#### What this exercise asks:
a) Reproduce the section of the London stock market article starting at "Hauser says that" and ending at "quarter of 2021.".
b) Pick up the article on London's stock market after its final sentence and write what comes next.

Hauser says that “Arm could not raise the $10bn it was hoping to attract on the London market.” Last week Irish constructi­on firm Kingspan became the latest company to announce plans to delist from London. The run of delistings wouldn’t be so bad if the City could attract new flotations. Yet in the first three months of 2023, London’s main market saw only two initial public offerings (IPOs) raising a total of £63m, says John-Paul Ford Rojas in the Daily Mail. That’s 99% below the record £5.7bn for the first quarter of 2021.

Pension funds buy bonds

Amsterdam is now the “go-to listing venue in Europe” , say Swetha Gopinath and Michael Msika on Bloomberg. Last year, London accounted for just 8% of European IPO proceeds, the lowest since 2009. Average daily traded volume on the FTSE All-Share index has plunged from £15bn to £4.7bn since 2007. The UK market’s decline “began well before Brexit”. In the early 2000s the British government changed pension accounting rules. The result? The share of portfolios that Britain’s defined-benefit plans invested in UK stocks fell from about 50% in 2000 to just 2% by 2021. The London Stock Exchange “effectivel­y lost its biggest source of capital”.

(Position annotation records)
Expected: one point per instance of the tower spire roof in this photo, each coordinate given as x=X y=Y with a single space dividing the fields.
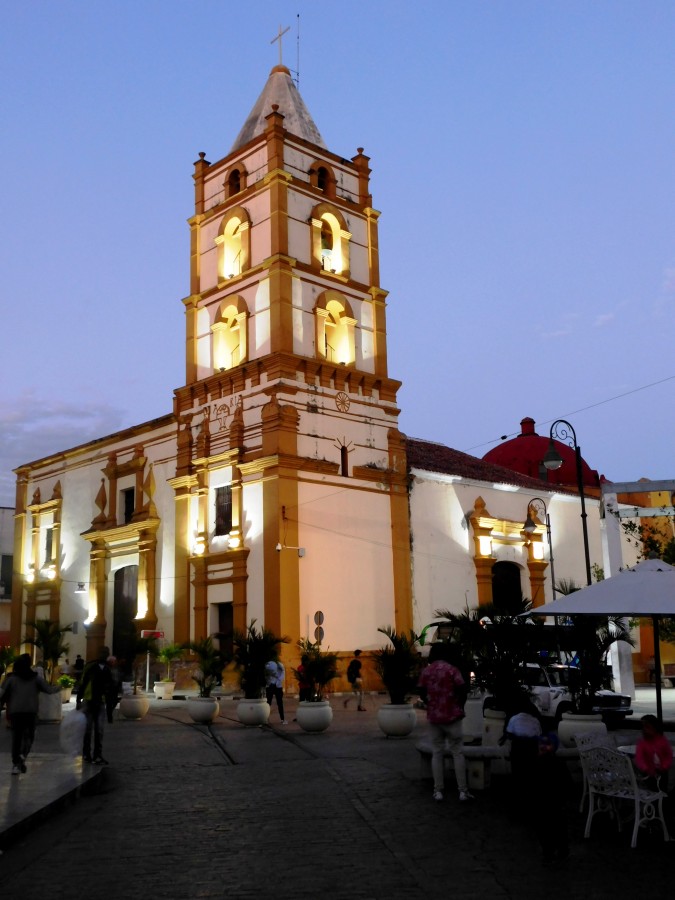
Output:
x=281 y=90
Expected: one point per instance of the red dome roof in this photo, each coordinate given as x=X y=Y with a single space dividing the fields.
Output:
x=525 y=453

#### Expected answers:
a)
Hauser says that “Arm could not raise the $10bn it was hoping to attract on the London market.” Last week Irish constructi­on firm Kingspan became the latest company to announce plans to delist from London. The run of delistings wouldn’t be so bad if the City could attract new flotations. Yet in the first three months of 2023, London’s main market saw only two initial public offerings (IPOs) raising a total of £63m, says John-Paul Ford Rojas in the Daily Mail. That’s 99% below the record £5.7bn for the first quarter of 2021.

b)
The accounting changes “required companies to disclose the deficits of their defined benefit pension schemes... one consequenc­e of this rule change seems to have been a shift in the asset allocation of... pension funds away from equities and towards bonds”, says Adam Hoyes of Capital Economics. Yet its role in driving the FTSE’s slump has been “overstated of late”. The “bulk of the switch away from equities in the UK pension and insurance industry occurred between 2000 and the early 2010s”, yet the big valuation gap with US shares only emerged after 2016. Perhaps institutio­nal investors are simply “more downbeat on the long-term growth prospects of the UK” and so favour foreign stocks. Still, in turbulent times and with interest rates rising, cheap British shares at least have limited downside, says Philip Coggan in the Financial Times.

The FTSE 100 is on just 12.4 times trailing earnings and yields 3.7%. While pension funds have fled, individual UK investors seem to be keeping the faith, says Charlotte Gifford in The Telegraph. Data from Interactiv­e Investor shows that the average UK investor has a 30% exposure to UK shares, well above the 4% that UK stocks represent as a share of global equities.